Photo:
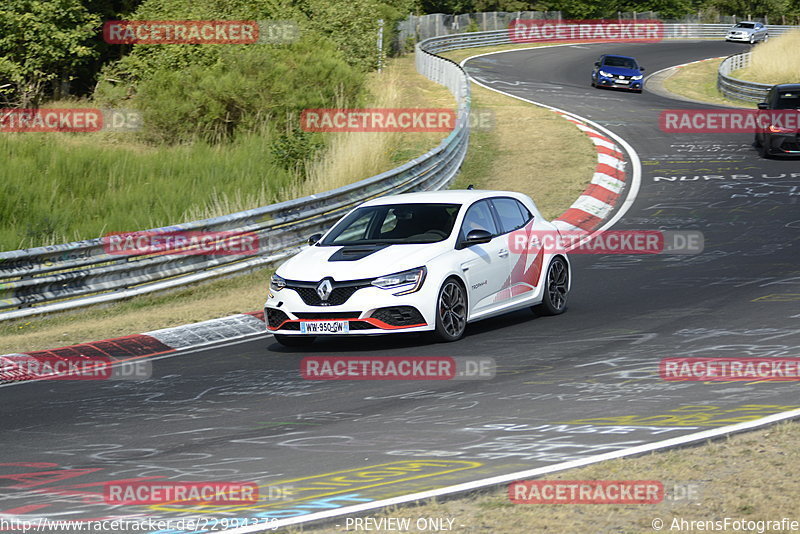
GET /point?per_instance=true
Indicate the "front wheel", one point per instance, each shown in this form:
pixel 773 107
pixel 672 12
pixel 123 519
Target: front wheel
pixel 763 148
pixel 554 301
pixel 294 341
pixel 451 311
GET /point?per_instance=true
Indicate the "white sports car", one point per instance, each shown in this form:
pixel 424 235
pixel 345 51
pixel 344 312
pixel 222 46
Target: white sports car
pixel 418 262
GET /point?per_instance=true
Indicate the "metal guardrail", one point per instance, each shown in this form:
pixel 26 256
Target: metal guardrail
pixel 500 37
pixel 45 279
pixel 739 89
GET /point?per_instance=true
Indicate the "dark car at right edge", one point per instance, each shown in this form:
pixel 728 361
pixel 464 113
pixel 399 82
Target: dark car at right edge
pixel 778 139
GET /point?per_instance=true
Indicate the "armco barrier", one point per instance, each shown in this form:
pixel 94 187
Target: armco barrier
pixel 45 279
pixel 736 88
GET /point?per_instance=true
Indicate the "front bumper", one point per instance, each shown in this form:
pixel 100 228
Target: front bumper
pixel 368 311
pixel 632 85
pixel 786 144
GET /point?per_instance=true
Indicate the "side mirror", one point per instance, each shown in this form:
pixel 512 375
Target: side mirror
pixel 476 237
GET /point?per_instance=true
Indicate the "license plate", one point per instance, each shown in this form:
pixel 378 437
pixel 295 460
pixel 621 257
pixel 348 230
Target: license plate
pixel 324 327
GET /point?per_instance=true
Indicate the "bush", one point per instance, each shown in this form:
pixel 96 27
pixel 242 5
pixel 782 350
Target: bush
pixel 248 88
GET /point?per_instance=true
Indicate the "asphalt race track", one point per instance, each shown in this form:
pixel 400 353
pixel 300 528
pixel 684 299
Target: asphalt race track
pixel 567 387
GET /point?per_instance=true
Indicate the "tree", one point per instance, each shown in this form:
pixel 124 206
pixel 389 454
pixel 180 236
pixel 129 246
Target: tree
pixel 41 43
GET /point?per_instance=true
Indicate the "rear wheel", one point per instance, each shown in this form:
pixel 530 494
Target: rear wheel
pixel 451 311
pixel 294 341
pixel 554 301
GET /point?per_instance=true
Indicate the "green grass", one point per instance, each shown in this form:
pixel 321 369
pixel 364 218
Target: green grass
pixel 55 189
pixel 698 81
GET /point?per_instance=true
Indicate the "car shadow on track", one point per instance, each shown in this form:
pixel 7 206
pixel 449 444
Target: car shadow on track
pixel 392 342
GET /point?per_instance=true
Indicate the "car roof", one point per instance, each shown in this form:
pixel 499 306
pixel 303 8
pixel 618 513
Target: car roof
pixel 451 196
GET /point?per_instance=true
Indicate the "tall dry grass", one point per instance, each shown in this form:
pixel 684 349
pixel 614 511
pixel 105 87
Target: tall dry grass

• • • • • • •

Problem statement ▸
Copy out all the data above exactly, minus the images.

Answer ▸
Photo:
GET /point?per_instance=true
Indicate the "front wheel", one point per instance, each shown in this form:
pixel 773 107
pixel 672 12
pixel 123 519
Target: front wheel
pixel 763 148
pixel 554 301
pixel 294 341
pixel 451 311
GET /point?per_instance=true
Indicate the "white sports car", one point per instance, each shown in this form:
pixel 424 235
pixel 345 51
pixel 344 312
pixel 222 46
Target: white sports car
pixel 418 262
GET /point?per_instance=true
Indicate the "metal guardrail", one point per instance, each shown in this form:
pixel 26 256
Target: metal guardrail
pixel 500 37
pixel 45 279
pixel 739 89
GET /point?per_instance=true
Indicate the "dark car at right edge", one point per instance, each shown in this form:
pixel 728 361
pixel 464 113
pixel 399 82
Target: dark car at right edge
pixel 778 139
GET /point?per_instance=true
Indicate the "armco barrier", one point per instance, each shown in this form:
pixel 94 187
Target: armco barrier
pixel 45 279
pixel 736 88
GET /point?per_instance=true
Indicate the "front bumper", one point per instance, each shown in this form:
pixel 100 228
Target: front bumper
pixel 368 311
pixel 632 85
pixel 786 144
GET /point?per_instance=true
Indicate the "side mirror", one point per instance, each shown in this form:
pixel 512 375
Target: side mirror
pixel 476 237
GET /point?per_instance=true
Indicate the "license plate", one point per instance, each shown in this form:
pixel 378 437
pixel 295 460
pixel 621 257
pixel 348 230
Target: license plate
pixel 324 327
GET /point?per_instance=true
Indicate the "bush", one point per instance, each shown in this form:
pixel 96 27
pixel 242 5
pixel 782 350
Target: bush
pixel 248 88
GET /point?per_instance=true
Indicate the "asphalt race track", one point per instance, each shown in this form:
pixel 400 353
pixel 300 528
pixel 684 299
Target: asphalt race track
pixel 567 387
GET /point?per_instance=true
Indicate the "tree", one point per instance, each shown in this form:
pixel 124 206
pixel 389 454
pixel 180 236
pixel 129 246
Target: tree
pixel 41 43
GET /point?per_instance=true
Indicate the "rear wheel", one point per instance, each shown in this form:
pixel 530 494
Target: rear wheel
pixel 451 311
pixel 294 341
pixel 554 301
GET /point?per_instance=true
Indicate the "green grass", one point per instance, each shown in this form:
pixel 321 369
pixel 364 218
Target: green grass
pixel 55 189
pixel 698 81
GET /point?per_instance=true
Indicate the "car shadow on track", one point per instance, each shown in this form:
pixel 7 206
pixel 449 444
Target: car shadow on track
pixel 392 342
GET /point?per_instance=true
Indicate the "car roof", one point per instance, each shown in this form:
pixel 499 306
pixel 303 8
pixel 618 513
Target: car roof
pixel 451 196
GET /point?per_instance=true
Indicate the "tall dry grass", one point per instance, each shown in this form:
pixel 684 349
pixel 614 511
pixel 105 87
Target: tall dry grass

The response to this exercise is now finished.